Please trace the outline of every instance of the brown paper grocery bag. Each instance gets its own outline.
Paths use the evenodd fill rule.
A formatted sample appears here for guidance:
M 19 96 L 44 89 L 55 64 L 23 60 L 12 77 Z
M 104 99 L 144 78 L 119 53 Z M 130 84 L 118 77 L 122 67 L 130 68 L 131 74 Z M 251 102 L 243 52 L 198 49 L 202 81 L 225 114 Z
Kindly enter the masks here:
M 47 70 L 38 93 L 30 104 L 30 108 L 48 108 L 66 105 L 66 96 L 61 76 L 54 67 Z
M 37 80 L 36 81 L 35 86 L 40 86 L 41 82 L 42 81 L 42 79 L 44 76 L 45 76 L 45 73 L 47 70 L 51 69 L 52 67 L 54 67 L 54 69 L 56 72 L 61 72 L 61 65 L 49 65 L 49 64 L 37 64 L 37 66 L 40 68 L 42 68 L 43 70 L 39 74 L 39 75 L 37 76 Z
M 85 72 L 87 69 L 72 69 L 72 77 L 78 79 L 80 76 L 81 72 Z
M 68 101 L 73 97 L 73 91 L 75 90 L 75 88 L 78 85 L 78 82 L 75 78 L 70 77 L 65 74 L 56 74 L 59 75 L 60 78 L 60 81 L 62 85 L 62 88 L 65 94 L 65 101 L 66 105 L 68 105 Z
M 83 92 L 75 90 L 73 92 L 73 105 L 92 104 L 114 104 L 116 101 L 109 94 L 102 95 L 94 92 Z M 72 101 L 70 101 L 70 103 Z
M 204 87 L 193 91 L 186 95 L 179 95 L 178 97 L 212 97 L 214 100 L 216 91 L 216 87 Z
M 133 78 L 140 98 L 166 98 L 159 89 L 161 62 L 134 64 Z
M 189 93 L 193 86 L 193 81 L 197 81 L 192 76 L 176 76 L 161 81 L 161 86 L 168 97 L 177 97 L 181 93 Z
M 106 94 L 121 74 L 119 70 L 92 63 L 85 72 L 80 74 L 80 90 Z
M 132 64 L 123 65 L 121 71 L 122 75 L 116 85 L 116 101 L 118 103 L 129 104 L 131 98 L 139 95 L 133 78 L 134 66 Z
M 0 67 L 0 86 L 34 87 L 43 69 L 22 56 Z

○ ○ ○ ○ ○

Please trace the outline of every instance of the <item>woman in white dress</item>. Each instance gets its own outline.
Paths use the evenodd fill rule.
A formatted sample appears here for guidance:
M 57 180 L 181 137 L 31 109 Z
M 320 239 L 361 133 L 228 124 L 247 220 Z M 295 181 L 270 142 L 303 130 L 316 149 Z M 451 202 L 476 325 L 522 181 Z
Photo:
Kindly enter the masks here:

○ ○ ○ ○ ○

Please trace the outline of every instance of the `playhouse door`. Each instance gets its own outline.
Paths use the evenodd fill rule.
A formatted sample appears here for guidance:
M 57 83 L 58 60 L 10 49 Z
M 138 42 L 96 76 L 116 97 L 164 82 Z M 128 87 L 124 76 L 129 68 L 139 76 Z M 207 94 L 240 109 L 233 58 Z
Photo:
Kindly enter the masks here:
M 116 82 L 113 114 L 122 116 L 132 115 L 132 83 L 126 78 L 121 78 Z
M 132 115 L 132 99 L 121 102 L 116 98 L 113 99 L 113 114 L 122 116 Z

○ ○ ○ ○ ○

- Stated problem
Copy out the lines from the one with "Please trace the outline of every instance of the brown" up to and including the one with "M 104 99 L 144", changing "grocery bag" to "shopping bag" and keeping everything else the same.

- Answer to the problem
Please trace the outline of every instance of the brown paper shopping bag. Each instance gets its own outline.
Paths use the evenodd fill rule.
A formatted sample appears here for guidance:
M 19 96 L 44 89 L 55 64 L 23 60 L 12 77 Z
M 104 99 L 144 78 L 119 53 Z M 130 84 L 118 77 L 122 67 L 130 68 L 131 74 Z M 251 102 L 243 52 L 198 49 L 202 81 L 225 114 Z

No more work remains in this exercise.